Your assignment:
Can you rewrite the entries from the start through the line containing "positive clicks: (256, 307)", replacing "rough mask" with "coarse mask" and changing nothing else? Leave the pictures out of your answer.

Stored entries:
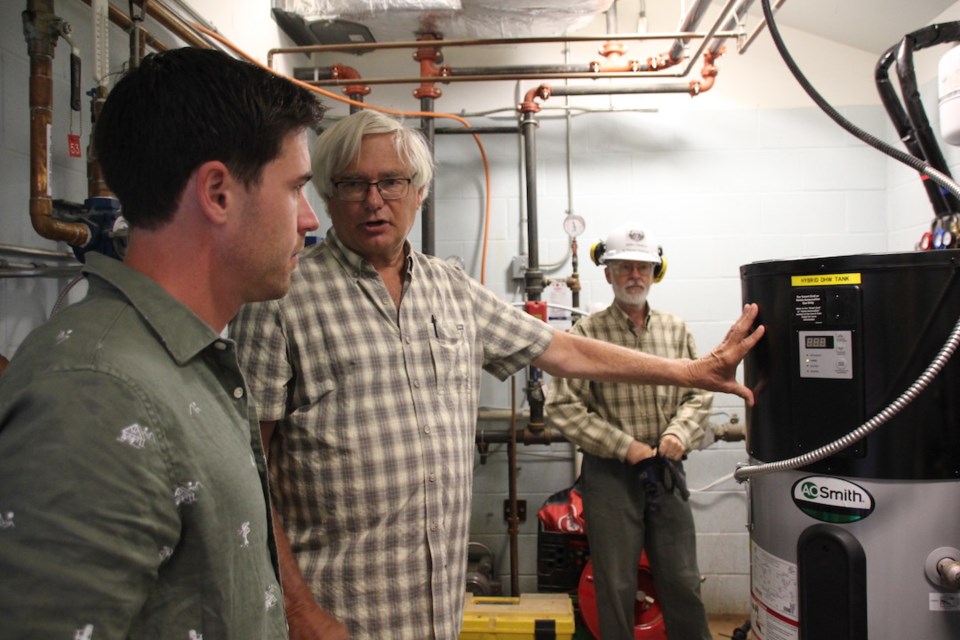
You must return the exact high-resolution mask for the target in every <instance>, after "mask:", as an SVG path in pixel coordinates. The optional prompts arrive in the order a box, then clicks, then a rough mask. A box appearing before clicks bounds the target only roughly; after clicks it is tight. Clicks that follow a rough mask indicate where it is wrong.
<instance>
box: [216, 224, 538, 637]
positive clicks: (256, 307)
mask: <svg viewBox="0 0 960 640" xmlns="http://www.w3.org/2000/svg"><path fill="white" fill-rule="evenodd" d="M407 254H408V258H407V271H406V274H405V281H404V285H403V299H402V302H401V304H400V308H399V309H397V308H396V307H395V306H394V304H393V301H392V300H391V298H390V295H389V293H388V291H387V288H386V286H385V285H384V283H383V280H382V279H381V278H380V276H379V274H378V273H377V272H376V270H375V269H374V268H373V267H372V266H371V265H370V264H369V263H367V262H365V261H364V260H362V259H361V258H360V257H359V256H357V255H356V254H354V253H352V252H351V251H349V250H348V249H346V248H345V247H344V246H343V245H342V244H341V243H340V242H339V240H337V238H336V237H335V235H334V234H333V233H332V232H331V233H330V234H329V235H328V236H327V239H326V240H325V241H323V242H321V243H319V244H318V245H317V246H316V247H314V248H311V249H310V250H308V251H306V252H305V253H304V254H303V255H302V257H301V261H300V267H299V269H298V271H297V272H296V273H295V274H294V281H293V286H292V288H291V290H290V293H289V294H288V295H287V296H286V297H285V298H284V299H283V300H280V301H274V302H268V303H259V304H255V305H250V306H247V307H245V308H244V309H243V310H242V311H241V313H240V315H239V316H238V317H237V320H236V321H235V322H234V325H233V327H232V330H231V331H232V337H234V338H235V339H236V340H237V342H238V346H239V352H240V360H241V365H242V367H243V368H244V371H245V373H246V375H247V380H248V383H249V385H250V388H251V392H252V394H253V397H254V398H255V399H256V401H257V402H258V405H259V410H260V419H261V420H264V421H272V420H279V423H278V425H277V427H276V431H275V433H274V437H273V441H272V443H271V452H270V465H269V466H270V472H271V481H272V483H273V493H274V496H275V499H276V506H277V509H278V511H279V512H280V514H281V517H282V519H283V522H284V527H285V530H286V531H287V534H288V536H289V537H290V539H291V543H292V546H293V551H294V554H295V555H296V557H297V560H298V564H299V566H300V568H301V569H302V571H303V573H304V575H305V577H306V579H307V581H308V583H309V584H310V585H311V587H312V590H313V592H314V594H315V595H316V597H317V600H318V602H319V604H320V606H321V607H323V608H324V609H326V610H328V611H330V612H331V613H333V614H334V615H335V616H337V617H338V618H339V619H341V620H342V621H343V622H344V623H345V624H346V625H347V627H348V628H349V630H350V633H351V638H353V639H354V640H363V639H364V638H368V639H376V640H380V639H382V638H407V639H410V640H428V639H430V638H436V639H438V640H451V639H453V638H456V637H457V633H458V630H459V628H460V623H461V619H462V607H463V594H464V593H465V590H466V582H465V581H466V578H465V568H466V561H467V542H468V540H467V538H468V532H469V524H470V499H471V494H472V483H473V447H474V433H475V430H476V411H477V404H478V393H479V387H480V371H481V369H485V370H487V371H489V372H490V373H492V374H494V375H496V376H497V377H499V378H501V379H504V378H506V377H508V376H509V375H511V374H512V373H514V372H516V371H517V370H519V369H521V368H522V367H524V366H525V365H527V364H528V363H529V362H530V361H531V360H533V359H535V358H537V357H538V356H540V355H541V354H542V353H543V352H544V350H545V349H546V348H547V345H548V344H549V343H550V340H551V338H552V335H553V334H552V330H551V329H550V327H549V326H547V325H545V324H544V323H542V322H541V321H540V320H537V319H535V318H533V317H532V316H529V315H527V314H525V313H523V312H521V311H519V310H517V309H515V308H513V307H511V306H510V305H509V304H507V303H506V302H504V301H502V300H500V299H499V298H497V297H496V296H495V295H493V294H492V293H491V292H489V291H488V290H486V289H484V288H483V287H482V286H480V285H479V284H478V283H476V282H475V281H473V280H471V279H470V278H468V277H467V276H466V275H465V274H464V273H463V271H461V270H459V269H455V268H453V267H450V266H448V265H447V264H445V263H444V262H443V261H441V260H438V259H436V258H432V257H428V256H425V255H423V254H420V253H417V252H414V251H412V250H410V247H409V244H408V246H407Z"/></svg>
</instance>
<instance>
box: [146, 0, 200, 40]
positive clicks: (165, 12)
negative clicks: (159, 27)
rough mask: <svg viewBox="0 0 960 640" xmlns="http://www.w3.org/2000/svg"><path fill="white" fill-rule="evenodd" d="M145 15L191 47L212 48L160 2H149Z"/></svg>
mask: <svg viewBox="0 0 960 640" xmlns="http://www.w3.org/2000/svg"><path fill="white" fill-rule="evenodd" d="M147 15H148V16H150V17H151V18H153V19H154V20H156V21H157V22H158V23H159V24H160V25H161V26H162V27H164V28H166V29H167V30H168V31H170V32H171V33H173V35H175V36H177V37H178V38H180V39H181V40H183V41H184V42H186V43H187V44H188V45H190V46H191V47H199V48H201V49H212V48H213V47H212V46H211V45H210V43H209V42H208V41H207V40H206V39H205V38H203V37H202V36H199V35H197V32H196V31H195V30H194V29H193V28H192V27H191V26H190V25H189V24H187V23H186V22H184V20H183V19H182V18H180V17H179V16H177V15H176V14H175V13H172V12H171V11H170V10H169V9H167V8H166V7H165V6H164V5H163V4H161V3H160V2H150V3H149V4H148V5H147Z"/></svg>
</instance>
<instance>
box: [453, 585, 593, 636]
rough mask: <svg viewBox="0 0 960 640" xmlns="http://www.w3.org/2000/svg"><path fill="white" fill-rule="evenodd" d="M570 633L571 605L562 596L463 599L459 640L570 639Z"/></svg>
mask: <svg viewBox="0 0 960 640" xmlns="http://www.w3.org/2000/svg"><path fill="white" fill-rule="evenodd" d="M573 633H574V621H573V604H572V603H571V602H570V596H568V595H567V594H565V593H523V594H520V597H519V598H484V597H477V596H474V595H473V594H470V593H468V594H466V596H465V598H464V602H463V628H462V629H461V630H460V637H459V640H572V638H573Z"/></svg>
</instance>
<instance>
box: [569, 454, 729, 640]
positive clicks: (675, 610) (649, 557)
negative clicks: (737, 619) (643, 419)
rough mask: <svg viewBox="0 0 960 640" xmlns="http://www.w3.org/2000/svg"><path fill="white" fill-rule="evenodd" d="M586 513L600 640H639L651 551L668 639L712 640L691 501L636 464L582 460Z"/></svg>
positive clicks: (587, 458)
mask: <svg viewBox="0 0 960 640" xmlns="http://www.w3.org/2000/svg"><path fill="white" fill-rule="evenodd" d="M581 483H582V495H583V511H584V517H585V518H586V522H587V539H588V541H589V543H590V559H591V560H592V561H593V573H594V582H595V585H596V590H597V610H598V612H599V618H600V637H601V640H633V638H634V616H633V606H634V602H635V600H636V593H637V563H638V562H639V561H640V552H641V551H642V550H643V549H646V551H647V559H648V560H649V561H650V571H651V573H652V574H653V582H654V586H655V587H656V590H657V600H658V602H659V604H660V608H661V611H662V612H663V619H664V623H665V625H666V630H667V636H668V637H669V638H670V640H711V635H710V630H709V628H708V626H707V614H706V611H705V609H704V607H703V602H702V601H701V599H700V570H699V569H698V567H697V547H696V531H695V530H694V524H693V513H692V512H691V510H690V504H689V503H688V502H686V501H685V500H683V499H682V498H681V497H680V495H679V493H678V492H677V491H675V490H674V491H671V492H667V491H666V490H665V489H664V488H663V485H662V484H657V485H655V486H649V484H648V482H647V480H646V479H645V477H644V474H643V473H641V472H639V470H638V467H637V466H635V465H629V464H627V463H624V462H620V461H619V460H611V459H608V458H598V457H596V456H593V455H590V454H586V453H585V454H584V456H583V468H582V477H581Z"/></svg>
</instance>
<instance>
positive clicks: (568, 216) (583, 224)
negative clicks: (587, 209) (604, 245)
mask: <svg viewBox="0 0 960 640" xmlns="http://www.w3.org/2000/svg"><path fill="white" fill-rule="evenodd" d="M586 227H587V223H586V222H585V221H584V219H583V218H582V217H581V216H578V215H577V214H575V213H571V214H570V215H568V216H567V217H566V218H564V219H563V230H564V231H566V232H567V235H569V236H570V237H572V238H576V237H577V236H579V235H580V234H581V233H583V230H584V229H586Z"/></svg>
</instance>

Output of the task:
You must return the exact high-resolution mask for the target in every <instance>, after "mask:", as an SVG path in pixel coordinates. The optional prompts arrive in the order a box, then clicks, then a coarse mask. A box appearing before clicks bounds the target only roughly; after clicks it is tight. Clicks that follow a coarse mask indicate where it is wrong.
<instance>
box: [216, 224, 538, 637]
positive clicks: (256, 307)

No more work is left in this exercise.